## Excerpted records
- - - - -
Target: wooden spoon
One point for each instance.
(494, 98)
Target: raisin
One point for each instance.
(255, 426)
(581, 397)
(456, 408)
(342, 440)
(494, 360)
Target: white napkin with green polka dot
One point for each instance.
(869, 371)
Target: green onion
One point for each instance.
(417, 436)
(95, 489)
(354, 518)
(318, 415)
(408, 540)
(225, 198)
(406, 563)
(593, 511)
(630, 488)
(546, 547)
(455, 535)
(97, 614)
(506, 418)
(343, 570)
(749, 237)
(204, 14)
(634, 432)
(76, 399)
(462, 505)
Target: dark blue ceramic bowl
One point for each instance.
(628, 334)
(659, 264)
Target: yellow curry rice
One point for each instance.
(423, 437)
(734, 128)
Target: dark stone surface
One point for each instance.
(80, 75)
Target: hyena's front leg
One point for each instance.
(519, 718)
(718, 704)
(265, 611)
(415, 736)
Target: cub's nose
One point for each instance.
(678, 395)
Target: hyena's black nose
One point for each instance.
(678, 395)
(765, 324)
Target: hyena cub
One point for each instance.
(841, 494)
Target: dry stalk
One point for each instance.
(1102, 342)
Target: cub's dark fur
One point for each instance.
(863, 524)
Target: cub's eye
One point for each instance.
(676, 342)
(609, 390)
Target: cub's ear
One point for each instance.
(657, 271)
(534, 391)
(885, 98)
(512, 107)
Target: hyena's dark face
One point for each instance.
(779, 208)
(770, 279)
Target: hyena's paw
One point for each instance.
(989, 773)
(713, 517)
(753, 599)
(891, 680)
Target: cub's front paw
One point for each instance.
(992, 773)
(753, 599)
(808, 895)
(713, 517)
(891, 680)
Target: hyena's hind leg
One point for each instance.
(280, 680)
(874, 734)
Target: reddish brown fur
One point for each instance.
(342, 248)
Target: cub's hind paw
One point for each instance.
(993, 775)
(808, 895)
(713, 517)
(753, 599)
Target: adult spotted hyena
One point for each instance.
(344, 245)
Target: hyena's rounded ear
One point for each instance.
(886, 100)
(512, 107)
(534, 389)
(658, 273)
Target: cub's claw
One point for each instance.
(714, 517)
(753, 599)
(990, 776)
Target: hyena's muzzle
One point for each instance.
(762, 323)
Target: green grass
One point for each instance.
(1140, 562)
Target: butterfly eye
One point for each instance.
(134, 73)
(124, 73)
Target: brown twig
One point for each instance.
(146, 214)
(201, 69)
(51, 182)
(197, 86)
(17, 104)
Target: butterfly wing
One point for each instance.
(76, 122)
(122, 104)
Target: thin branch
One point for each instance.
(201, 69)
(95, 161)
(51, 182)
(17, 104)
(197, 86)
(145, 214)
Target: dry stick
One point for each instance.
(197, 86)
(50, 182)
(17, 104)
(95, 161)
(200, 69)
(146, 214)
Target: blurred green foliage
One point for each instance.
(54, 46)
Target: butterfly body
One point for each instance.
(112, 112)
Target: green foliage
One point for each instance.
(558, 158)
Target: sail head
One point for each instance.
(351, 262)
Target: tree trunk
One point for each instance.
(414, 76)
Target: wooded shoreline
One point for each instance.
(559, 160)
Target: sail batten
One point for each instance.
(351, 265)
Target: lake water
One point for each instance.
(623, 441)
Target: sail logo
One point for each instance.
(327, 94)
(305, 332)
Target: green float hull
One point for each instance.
- - - - -
## Aim
Copy the records unchanged, starting at the line containing "Target: sail batten" and ending with the last line of the records.

## Problem solution
Target: sail batten
One point for each instance.
(351, 265)
Target: lake water
One point for each instance.
(623, 441)
Target: sail logo
One point for each instance.
(327, 94)
(305, 332)
Target: green float hull
One point for each instance.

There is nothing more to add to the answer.